■ **What the task asks**: Write out the lines below verbatim, from the first line of the records through the line containing "142], [112, 137]]", both included. Leave the pictures out of your copy.

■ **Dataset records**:

· · ·

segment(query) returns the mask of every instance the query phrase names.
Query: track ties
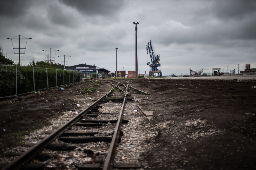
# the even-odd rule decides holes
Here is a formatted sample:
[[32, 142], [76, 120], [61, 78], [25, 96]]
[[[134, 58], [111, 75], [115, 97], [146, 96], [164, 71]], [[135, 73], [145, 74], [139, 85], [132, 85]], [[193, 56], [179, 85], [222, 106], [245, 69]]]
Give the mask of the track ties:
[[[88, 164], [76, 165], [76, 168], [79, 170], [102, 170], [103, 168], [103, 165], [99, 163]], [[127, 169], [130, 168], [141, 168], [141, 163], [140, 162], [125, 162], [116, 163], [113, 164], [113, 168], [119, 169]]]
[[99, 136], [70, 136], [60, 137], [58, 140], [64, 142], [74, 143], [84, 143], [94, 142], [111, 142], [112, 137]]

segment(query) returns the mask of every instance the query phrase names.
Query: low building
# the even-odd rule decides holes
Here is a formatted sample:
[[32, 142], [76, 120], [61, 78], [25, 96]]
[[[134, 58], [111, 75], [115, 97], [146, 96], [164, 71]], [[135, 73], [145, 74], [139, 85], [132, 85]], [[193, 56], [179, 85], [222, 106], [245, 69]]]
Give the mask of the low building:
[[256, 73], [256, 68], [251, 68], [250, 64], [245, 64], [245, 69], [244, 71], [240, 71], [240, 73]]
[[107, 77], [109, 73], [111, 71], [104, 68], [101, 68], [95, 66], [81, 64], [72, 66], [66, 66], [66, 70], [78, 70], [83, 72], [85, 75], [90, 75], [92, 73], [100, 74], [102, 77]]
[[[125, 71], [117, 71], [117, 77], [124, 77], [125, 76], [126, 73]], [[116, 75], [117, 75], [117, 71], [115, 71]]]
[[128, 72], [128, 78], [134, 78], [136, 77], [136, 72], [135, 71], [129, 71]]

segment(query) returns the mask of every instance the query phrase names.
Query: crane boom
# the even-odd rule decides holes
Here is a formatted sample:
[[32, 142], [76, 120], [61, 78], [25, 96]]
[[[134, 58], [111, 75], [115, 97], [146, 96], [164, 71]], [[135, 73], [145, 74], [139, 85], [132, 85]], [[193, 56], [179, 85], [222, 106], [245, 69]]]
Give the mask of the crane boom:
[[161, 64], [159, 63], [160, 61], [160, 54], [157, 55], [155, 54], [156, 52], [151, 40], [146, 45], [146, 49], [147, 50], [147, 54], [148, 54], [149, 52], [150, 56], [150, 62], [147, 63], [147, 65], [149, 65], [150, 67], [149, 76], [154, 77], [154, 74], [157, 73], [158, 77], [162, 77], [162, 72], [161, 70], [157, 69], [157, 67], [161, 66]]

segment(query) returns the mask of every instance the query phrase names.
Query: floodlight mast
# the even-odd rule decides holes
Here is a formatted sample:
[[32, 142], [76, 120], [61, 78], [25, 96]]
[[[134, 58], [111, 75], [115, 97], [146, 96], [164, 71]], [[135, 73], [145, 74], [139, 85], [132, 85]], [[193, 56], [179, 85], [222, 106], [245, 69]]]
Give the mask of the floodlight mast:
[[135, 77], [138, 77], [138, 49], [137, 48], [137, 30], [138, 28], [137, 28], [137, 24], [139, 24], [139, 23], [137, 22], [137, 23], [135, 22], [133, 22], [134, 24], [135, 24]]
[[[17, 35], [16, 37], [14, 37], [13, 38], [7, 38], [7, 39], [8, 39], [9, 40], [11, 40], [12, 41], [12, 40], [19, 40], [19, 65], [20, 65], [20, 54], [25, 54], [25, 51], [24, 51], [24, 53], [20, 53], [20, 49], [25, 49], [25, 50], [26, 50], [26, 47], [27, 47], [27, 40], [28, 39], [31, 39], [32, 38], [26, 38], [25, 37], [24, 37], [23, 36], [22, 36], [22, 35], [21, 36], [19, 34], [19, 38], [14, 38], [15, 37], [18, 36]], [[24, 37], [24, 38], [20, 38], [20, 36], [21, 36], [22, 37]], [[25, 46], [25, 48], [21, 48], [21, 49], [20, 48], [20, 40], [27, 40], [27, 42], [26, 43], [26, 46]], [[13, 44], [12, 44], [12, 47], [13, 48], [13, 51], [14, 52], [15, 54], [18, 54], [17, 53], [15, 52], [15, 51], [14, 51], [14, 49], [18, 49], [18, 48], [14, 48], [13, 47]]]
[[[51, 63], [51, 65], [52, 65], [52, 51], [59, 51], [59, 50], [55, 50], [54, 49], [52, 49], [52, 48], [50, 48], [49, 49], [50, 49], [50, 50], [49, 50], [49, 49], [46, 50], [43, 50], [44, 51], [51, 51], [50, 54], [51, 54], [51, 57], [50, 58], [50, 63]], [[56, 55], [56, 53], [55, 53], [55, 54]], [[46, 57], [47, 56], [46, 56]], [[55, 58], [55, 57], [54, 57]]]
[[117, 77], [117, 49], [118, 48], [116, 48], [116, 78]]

· · ·

■ **Final result**:
segment(query) returns the mask of every instance the query phrase names.
Query: track ties
# the even-odd rule decides holes
Here is a formatted sample:
[[32, 142], [76, 120], [61, 78], [25, 96]]
[[[134, 58], [111, 75], [115, 97], [146, 96], [164, 71]], [[135, 73], [145, 74], [139, 85], [132, 85]], [[193, 56], [179, 85], [222, 106], [245, 69]]]
Give the mask of the track ties:
[[[88, 164], [76, 165], [76, 168], [79, 170], [102, 170], [103, 168], [103, 165], [99, 163]], [[127, 169], [130, 168], [141, 168], [141, 163], [140, 162], [125, 162], [116, 163], [113, 164], [113, 168], [119, 169]]]
[[99, 136], [70, 136], [60, 137], [58, 140], [64, 142], [74, 143], [84, 143], [94, 142], [111, 142], [112, 137]]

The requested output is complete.